— Begin SUPPLIED ENTRIES —
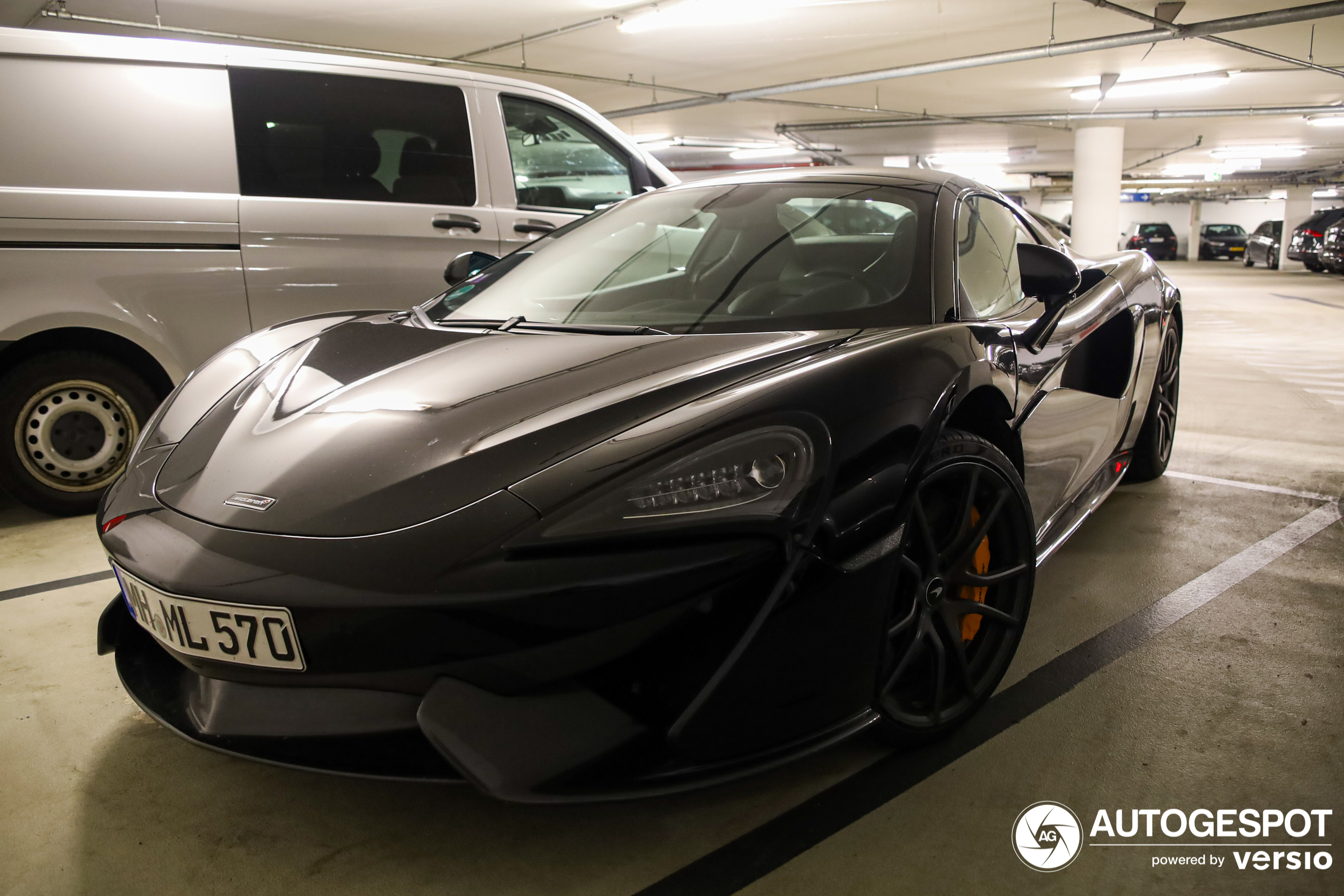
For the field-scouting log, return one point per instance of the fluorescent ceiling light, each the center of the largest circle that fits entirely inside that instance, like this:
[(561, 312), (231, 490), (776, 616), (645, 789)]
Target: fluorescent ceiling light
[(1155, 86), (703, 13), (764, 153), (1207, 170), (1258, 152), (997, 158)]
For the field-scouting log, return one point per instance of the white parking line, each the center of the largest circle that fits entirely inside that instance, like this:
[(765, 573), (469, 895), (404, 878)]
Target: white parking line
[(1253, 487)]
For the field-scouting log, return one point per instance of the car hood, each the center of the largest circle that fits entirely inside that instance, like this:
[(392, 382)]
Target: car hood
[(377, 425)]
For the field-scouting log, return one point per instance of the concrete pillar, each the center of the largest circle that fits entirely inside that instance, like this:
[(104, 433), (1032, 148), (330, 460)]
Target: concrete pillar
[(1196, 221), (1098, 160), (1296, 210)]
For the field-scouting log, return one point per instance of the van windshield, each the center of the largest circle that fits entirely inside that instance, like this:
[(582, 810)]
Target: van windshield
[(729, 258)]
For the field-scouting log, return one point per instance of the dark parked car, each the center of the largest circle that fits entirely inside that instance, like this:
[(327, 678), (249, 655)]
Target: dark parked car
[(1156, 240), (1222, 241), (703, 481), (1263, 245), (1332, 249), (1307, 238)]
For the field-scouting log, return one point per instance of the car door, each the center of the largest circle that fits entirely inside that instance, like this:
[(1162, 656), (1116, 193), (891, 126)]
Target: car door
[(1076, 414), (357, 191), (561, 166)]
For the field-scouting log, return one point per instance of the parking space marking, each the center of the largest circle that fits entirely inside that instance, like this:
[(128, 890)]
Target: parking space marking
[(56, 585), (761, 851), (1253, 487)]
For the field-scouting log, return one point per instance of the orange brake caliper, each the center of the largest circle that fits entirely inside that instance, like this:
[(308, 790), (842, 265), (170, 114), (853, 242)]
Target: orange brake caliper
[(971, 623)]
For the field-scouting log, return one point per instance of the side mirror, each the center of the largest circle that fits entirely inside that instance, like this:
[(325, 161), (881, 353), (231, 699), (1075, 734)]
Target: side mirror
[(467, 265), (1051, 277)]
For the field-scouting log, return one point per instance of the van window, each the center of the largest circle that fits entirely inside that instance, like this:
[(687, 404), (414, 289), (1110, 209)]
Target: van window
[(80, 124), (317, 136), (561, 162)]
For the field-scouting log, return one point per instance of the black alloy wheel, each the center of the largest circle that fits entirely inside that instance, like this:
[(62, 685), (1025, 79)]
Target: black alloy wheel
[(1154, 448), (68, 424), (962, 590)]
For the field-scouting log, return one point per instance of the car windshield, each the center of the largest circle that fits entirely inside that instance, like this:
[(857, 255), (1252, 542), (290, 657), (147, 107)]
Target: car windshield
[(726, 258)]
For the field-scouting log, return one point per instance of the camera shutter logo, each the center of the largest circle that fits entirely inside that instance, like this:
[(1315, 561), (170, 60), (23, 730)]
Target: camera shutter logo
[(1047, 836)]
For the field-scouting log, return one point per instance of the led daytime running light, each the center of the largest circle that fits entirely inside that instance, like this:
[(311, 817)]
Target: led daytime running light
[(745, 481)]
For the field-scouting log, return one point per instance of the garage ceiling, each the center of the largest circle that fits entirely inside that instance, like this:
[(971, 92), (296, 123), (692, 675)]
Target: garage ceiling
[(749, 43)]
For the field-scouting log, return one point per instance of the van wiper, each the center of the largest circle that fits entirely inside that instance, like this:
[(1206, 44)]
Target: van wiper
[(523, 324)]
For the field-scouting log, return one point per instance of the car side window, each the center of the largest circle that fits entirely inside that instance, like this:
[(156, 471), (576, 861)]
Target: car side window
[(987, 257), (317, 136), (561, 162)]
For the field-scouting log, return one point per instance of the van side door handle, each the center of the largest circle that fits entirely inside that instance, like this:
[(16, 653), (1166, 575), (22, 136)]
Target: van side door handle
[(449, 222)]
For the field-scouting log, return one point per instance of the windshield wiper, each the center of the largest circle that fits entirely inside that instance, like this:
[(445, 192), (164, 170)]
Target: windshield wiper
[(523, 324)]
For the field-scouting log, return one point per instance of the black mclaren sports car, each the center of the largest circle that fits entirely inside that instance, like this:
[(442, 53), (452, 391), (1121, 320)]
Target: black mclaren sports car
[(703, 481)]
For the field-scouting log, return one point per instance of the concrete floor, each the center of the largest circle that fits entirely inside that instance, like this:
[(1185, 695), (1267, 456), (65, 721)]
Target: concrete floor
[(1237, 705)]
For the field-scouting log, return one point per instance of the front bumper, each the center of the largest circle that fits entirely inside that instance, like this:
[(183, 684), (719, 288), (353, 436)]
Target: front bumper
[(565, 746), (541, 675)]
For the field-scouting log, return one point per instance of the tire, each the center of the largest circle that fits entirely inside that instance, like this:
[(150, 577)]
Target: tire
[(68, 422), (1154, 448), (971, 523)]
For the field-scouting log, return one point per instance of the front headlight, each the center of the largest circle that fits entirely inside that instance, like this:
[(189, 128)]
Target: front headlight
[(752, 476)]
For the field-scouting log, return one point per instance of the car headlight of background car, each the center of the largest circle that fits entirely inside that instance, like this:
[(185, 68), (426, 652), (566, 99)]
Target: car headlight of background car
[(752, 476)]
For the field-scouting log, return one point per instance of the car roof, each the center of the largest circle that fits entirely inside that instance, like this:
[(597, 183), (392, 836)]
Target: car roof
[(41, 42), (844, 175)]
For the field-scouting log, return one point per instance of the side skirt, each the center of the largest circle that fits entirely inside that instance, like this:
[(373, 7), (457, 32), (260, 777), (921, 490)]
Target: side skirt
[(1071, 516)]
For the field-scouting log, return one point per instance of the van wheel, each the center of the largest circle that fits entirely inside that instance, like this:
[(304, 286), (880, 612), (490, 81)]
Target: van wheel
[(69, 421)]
— End SUPPLIED ENTRIES —
DO THIS → Rewrite all the rows above as a Markdown table with two columns, No. and Line, giving each line its own number. Skip blank lines, and leave the pictures out.

TASK RESULT →
| No. | Line |
|---|---|
| 1 | For the field-scouting log, return one point per instance of the fluorescent ceiling light, each the center of the largest circle that fits entirely inside that instance, like this: |
| 2 | [(561, 312), (231, 490), (776, 616), (645, 789)] |
| 3 | Target: fluorescent ceiling light |
| 4 | [(1155, 86), (703, 13), (764, 153), (1207, 170), (1258, 152), (997, 158)] |
| 5 | For the field-scouting log, return one point per instance of the white parking line, each the center of the largest circle that fits entirely inside that instance, like this: |
| 6 | [(765, 573), (469, 895), (404, 878)] |
| 7 | Target: white parking line |
| 8 | [(1253, 487)] |
| 9 | For the field-scouting log, return one point per instance of the car hood, each the center of the largest circle that fits entirely inside that instance, like this: |
| 10 | [(392, 382)] |
| 11 | Target: car hood |
| 12 | [(377, 425)] |
| 13 | For the field-scouting log, return one point per instance of the concrete pillar, each the center of the largest circle that fits entirely inside that instance, like this: |
| 14 | [(104, 433), (1032, 148), (330, 460)] |
| 15 | Target: concrete pillar |
| 16 | [(1196, 221), (1098, 160), (1296, 210)] |
| 17 | For the field-scouting log, return one point per instance of the van windshield, each the center of the largest circle that fits entirely inside that instance, like this: |
| 18 | [(582, 810)] |
| 19 | Target: van windshield |
| 20 | [(729, 258)] |
| 21 | For the field-scouting log, return one point per instance of the dark parked car, each the center of the largest circle that fits entirely inside that instance, like this: |
| 22 | [(327, 678), (249, 655)] |
| 23 | Target: dark parked car |
| 24 | [(1156, 240), (1222, 241), (703, 481), (1263, 245), (1332, 249), (1307, 238)] |
| 25 | For the field-scouting log, return one point per instance of the car door, each the center of the largest circle that fits entirely inside that instance, like this: |
| 26 | [(1162, 656), (1116, 193), (891, 126)] |
| 27 | Target: car door |
| 28 | [(1076, 414), (357, 191), (561, 166)] |
| 29 | For the field-scouting log, return one point per instance of the parking space marking, each the center of the largest circle that fits entirely inside that instance, like this: |
| 30 | [(128, 890)] |
| 31 | Target: parking space marking |
| 32 | [(56, 585), (761, 851), (1253, 487)] |
| 33 | For the field-scouting log, return one point per instance of the orange brake caliper, each the center of the largest circle that fits entirely inside that instance, like this: |
| 34 | [(308, 790), (842, 265), (170, 114), (853, 242)] |
| 35 | Target: orange brake caliper |
| 36 | [(971, 623)] |
| 37 | For the field-scouting log, return one point per instance of the side mirror, each the center of the largest circle that fits entirely inside that instance, like this: |
| 38 | [(325, 161), (881, 353), (231, 699), (1075, 734)] |
| 39 | Target: side mirror |
| 40 | [(467, 265), (1051, 277)] |
| 41 | For the field-scouting log, return one point per instance of the van window, each the center of the largest circle that fits entirely inside that instance, like this: |
| 42 | [(687, 404), (414, 289), (1110, 209)] |
| 43 | Target: van window |
| 44 | [(80, 124), (317, 136), (561, 162)] |
| 45 | For the field-scouting log, return one point per instance of the black alloy wheel, each the center of the largest circle that fits entirely inside that instance, like this: |
| 46 | [(62, 685), (1025, 79)] |
| 47 | Target: black alloy wheel |
| 48 | [(1154, 448), (68, 424), (962, 590)] |
| 49 | For the field-scouting log, return one point per instance of the car windshield, each the center of the largest circle that fits entirely inside that instance, like this: |
| 50 | [(857, 255), (1252, 542), (290, 657), (147, 107)] |
| 51 | Target: car windshield |
| 52 | [(726, 258)] |
| 53 | For the field-scouting log, return one point per instance of the camera shutter logo, each the center of the largest circle that fits entirely inside that instance, like this: |
| 54 | [(1315, 561), (170, 60), (23, 730)] |
| 55 | Target: camera shutter logo |
| 56 | [(1047, 836)] |
| 57 | For the field-scouting log, return one point per instance of the led daytime running light, each the center of the largest circle that fits entirely inside that instance, like this: |
| 58 | [(311, 817)] |
| 59 | Target: led daytime running light |
| 60 | [(745, 481)] |
| 61 | For the field-scouting log, return one point per instance of the garage ceiling, each the center of the largest circle that fits entirely inside that instance, like this: |
| 62 | [(971, 92), (296, 123), (692, 675)] |
| 63 | Target: garage ceiling |
| 64 | [(749, 43)] |
| 65 | For the field-scouting log, return one point per instance of the van wiper, each the center of the largest circle that fits entirely inside that instance, like this: |
| 66 | [(1206, 44)] |
| 67 | Target: van wiper |
| 68 | [(523, 324)] |
| 69 | For the field-scouting log, return one point per instance of the car side window, each the center of the largest circle that fits entirely inside that instance, like this: |
| 70 | [(156, 471), (576, 861)] |
| 71 | Target: car side window |
| 72 | [(987, 257), (317, 136), (561, 162)] |
| 73 | For the field-scouting log, return one point per instance of the van side door handle, each the center of the largest circle that fits entirely inside that instance, like this: |
| 74 | [(16, 653), (1166, 575), (22, 136)] |
| 75 | Target: van side door handle |
| 76 | [(449, 222)] |
| 77 | For the field-scouting log, return one point per instance of the windshield wiper, each the center of the largest circle that fits entirely inside that instance, like this: |
| 78 | [(445, 192), (164, 170)] |
| 79 | Target: windshield wiper |
| 80 | [(523, 324)] |
| 81 | For the field-scouting log, return one point per instance of the black mclaren sports car, each the center of the largest circle that fits entirely inside that instance, like this: |
| 82 | [(442, 53), (452, 391), (1121, 320)] |
| 83 | Target: black mclaren sports car |
| 84 | [(703, 481)] |
| 85 | For the field-scouting log, return one point per instance of the concrete floor, each the center of the largest circle that fits entirely inside that instance, like this: |
| 86 | [(1185, 695), (1267, 456), (65, 721)] |
| 87 | Target: concrete floor |
| 88 | [(1237, 705)] |
| 89 | For the field-scouting log, return one point per instance of the front bumper, each the center of the largest circle that fits entirely inside that instance, like this: |
| 90 | [(183, 684), (719, 288), (353, 436)] |
| 91 | Target: front bumper |
| 92 | [(565, 746), (541, 675)] |
| 93 | For the field-scouting log, return one point per instance of the tire, each the center of the largest circle that fits entirely inside that instance, like this: |
| 94 | [(150, 577)] |
| 95 | Target: tire |
| 96 | [(68, 422), (1154, 448), (971, 523)] |
| 97 | For the field-scouting log, return one point per instance of the front headlight, each the center of the largest circle that fits entirely inside that instance, like this: |
| 98 | [(189, 128)] |
| 99 | Target: front headlight |
| 100 | [(752, 476)] |
| 101 | For the field-scouting log, return one point per instance of the car headlight of background car, each the center of the largest circle that fits entirely inside that instance, like this: |
| 102 | [(185, 68), (426, 652), (566, 99)] |
| 103 | Target: car headlight of background car |
| 104 | [(752, 476)] |
| 105 | For the field-scouting log, return one point per instance of the car roof, each the center of the largest circle that fits entirely inside that instance, like this: |
| 106 | [(597, 183), (392, 836)] |
| 107 | Target: car roof |
| 108 | [(41, 42), (844, 175)] |
| 109 | For the field-scouting log, return one point per instance of the side skirt, each the center of the largest circle that fits entirely inside that instance, like this: |
| 110 | [(373, 7), (457, 32), (260, 777), (921, 490)] |
| 111 | Target: side skirt |
| 112 | [(1071, 516)] |
| 113 | For the field-scouting log, return one point per instance of the van wheel, each the center of the largest circle that fits entirely inside that instance, like this: |
| 114 | [(304, 286), (880, 612), (490, 81)] |
| 115 | Target: van wheel |
| 116 | [(69, 421)] |